### Given task
Render the lines of the listing below, from the line containing "of the white" through the end of the listing, as a Markdown table with the columns Row and Line, leaving out blank lines.

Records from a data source
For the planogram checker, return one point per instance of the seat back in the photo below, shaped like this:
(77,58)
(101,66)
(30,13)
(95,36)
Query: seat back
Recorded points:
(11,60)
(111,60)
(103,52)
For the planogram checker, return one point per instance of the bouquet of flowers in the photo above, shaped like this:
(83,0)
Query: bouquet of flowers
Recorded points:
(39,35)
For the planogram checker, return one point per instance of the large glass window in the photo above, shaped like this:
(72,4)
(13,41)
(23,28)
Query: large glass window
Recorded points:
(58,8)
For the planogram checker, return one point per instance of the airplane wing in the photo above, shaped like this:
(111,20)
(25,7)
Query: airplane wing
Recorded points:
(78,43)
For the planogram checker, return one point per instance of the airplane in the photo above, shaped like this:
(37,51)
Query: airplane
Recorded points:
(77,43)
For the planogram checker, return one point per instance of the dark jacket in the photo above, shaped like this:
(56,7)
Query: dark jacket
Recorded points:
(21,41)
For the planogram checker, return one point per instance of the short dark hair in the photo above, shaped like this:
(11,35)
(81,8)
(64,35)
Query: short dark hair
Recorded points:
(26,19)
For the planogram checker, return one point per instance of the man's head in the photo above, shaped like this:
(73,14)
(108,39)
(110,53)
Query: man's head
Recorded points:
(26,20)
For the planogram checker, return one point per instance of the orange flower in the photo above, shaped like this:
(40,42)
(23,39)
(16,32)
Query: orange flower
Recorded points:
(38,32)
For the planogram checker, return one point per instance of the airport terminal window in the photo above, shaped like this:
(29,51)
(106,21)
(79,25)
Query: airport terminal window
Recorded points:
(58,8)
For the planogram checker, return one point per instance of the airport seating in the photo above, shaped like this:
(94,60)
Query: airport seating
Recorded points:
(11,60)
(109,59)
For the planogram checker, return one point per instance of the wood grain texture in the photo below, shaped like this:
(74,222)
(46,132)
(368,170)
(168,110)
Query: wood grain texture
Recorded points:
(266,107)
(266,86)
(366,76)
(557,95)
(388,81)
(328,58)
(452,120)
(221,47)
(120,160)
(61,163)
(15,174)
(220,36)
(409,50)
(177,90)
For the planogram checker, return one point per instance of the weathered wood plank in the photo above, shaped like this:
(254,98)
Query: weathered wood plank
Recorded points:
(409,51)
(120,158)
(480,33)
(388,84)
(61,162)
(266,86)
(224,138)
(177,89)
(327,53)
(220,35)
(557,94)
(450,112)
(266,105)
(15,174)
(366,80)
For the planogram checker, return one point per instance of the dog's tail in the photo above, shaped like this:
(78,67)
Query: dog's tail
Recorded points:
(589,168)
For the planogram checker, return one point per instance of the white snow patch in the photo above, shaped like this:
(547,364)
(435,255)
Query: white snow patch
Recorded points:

### Answer to this task
| Row | Line |
|---|---|
| 1 | For the planogram checker, return one point per instance of the white snow patch in the photo above, shaped like this: |
| 2 | (547,364) |
| 3 | (435,255) |
| 4 | Query: white snow patch |
| 5 | Recorded points: |